● **Exercise**
Count the lines in the entries below that contain the string "roof", treating uppercase and lowercase as different, and reply with that number alone.

Excerpt from the dataset:
* * * * * * *
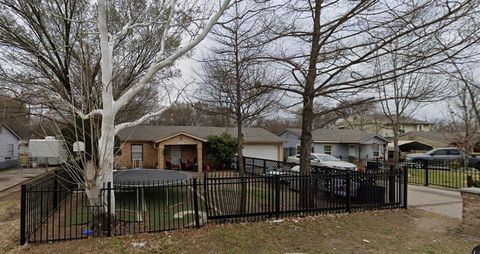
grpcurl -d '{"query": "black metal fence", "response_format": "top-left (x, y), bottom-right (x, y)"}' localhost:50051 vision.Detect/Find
top-left (404, 161), bottom-right (480, 189)
top-left (20, 158), bottom-right (407, 244)
top-left (283, 147), bottom-right (391, 171)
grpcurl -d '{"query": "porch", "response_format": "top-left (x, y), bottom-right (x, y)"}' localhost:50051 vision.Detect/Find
top-left (155, 133), bottom-right (206, 174)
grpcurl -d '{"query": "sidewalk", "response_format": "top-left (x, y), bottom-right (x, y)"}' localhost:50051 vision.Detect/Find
top-left (0, 168), bottom-right (54, 192)
top-left (408, 185), bottom-right (462, 219)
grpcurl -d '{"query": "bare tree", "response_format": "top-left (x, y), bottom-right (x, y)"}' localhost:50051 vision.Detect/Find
top-left (0, 0), bottom-right (230, 213)
top-left (444, 84), bottom-right (480, 155)
top-left (265, 0), bottom-right (478, 205)
top-left (198, 0), bottom-right (280, 175)
top-left (372, 40), bottom-right (446, 168)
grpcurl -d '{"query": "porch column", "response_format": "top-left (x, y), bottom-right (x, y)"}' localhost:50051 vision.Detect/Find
top-left (158, 143), bottom-right (165, 169)
top-left (197, 141), bottom-right (203, 177)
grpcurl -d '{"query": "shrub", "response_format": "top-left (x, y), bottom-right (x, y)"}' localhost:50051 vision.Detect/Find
top-left (206, 133), bottom-right (238, 169)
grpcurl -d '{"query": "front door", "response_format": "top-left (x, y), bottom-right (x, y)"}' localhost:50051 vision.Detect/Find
top-left (170, 146), bottom-right (182, 167)
top-left (348, 145), bottom-right (358, 158)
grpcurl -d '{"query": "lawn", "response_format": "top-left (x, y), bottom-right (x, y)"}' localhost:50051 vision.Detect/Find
top-left (0, 192), bottom-right (480, 254)
top-left (408, 168), bottom-right (480, 189)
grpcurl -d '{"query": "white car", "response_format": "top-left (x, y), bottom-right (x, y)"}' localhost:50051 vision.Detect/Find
top-left (287, 153), bottom-right (357, 171)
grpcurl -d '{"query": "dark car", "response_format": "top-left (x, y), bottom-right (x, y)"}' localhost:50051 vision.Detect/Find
top-left (406, 147), bottom-right (480, 169)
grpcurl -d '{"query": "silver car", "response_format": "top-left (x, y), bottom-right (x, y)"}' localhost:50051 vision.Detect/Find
top-left (287, 153), bottom-right (357, 171)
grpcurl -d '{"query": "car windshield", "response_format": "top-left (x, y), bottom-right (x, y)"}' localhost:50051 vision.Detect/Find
top-left (315, 154), bottom-right (340, 161)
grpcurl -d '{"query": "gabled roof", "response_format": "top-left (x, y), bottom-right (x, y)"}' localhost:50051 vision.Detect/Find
top-left (1, 123), bottom-right (22, 139)
top-left (278, 128), bottom-right (390, 143)
top-left (118, 125), bottom-right (286, 143)
top-left (277, 128), bottom-right (302, 136)
top-left (400, 131), bottom-right (454, 143)
top-left (312, 128), bottom-right (389, 143)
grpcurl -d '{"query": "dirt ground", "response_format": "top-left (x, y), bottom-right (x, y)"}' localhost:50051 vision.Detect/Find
top-left (0, 187), bottom-right (480, 253)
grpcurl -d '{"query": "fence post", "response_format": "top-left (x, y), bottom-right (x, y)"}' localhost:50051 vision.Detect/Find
top-left (387, 164), bottom-right (400, 204)
top-left (403, 165), bottom-right (408, 209)
top-left (467, 175), bottom-right (473, 187)
top-left (346, 170), bottom-right (352, 213)
top-left (53, 173), bottom-right (58, 209)
top-left (193, 178), bottom-right (200, 228)
top-left (242, 156), bottom-right (247, 172)
top-left (274, 175), bottom-right (280, 219)
top-left (107, 182), bottom-right (112, 236)
top-left (20, 184), bottom-right (27, 245)
top-left (423, 161), bottom-right (428, 186)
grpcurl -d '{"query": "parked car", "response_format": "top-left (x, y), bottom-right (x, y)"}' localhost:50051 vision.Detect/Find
top-left (406, 147), bottom-right (480, 169)
top-left (287, 153), bottom-right (357, 171)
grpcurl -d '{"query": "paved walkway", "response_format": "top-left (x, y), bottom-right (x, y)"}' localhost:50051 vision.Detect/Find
top-left (0, 168), bottom-right (53, 192)
top-left (408, 185), bottom-right (462, 219)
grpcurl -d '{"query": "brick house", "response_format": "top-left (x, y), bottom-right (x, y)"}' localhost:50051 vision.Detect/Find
top-left (115, 125), bottom-right (285, 172)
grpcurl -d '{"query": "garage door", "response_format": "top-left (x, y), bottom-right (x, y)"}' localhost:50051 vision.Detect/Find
top-left (243, 144), bottom-right (280, 161)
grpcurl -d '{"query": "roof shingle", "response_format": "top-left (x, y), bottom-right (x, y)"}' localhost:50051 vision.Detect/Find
top-left (118, 125), bottom-right (285, 143)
* * * * * * *
● **Exercise solution**
2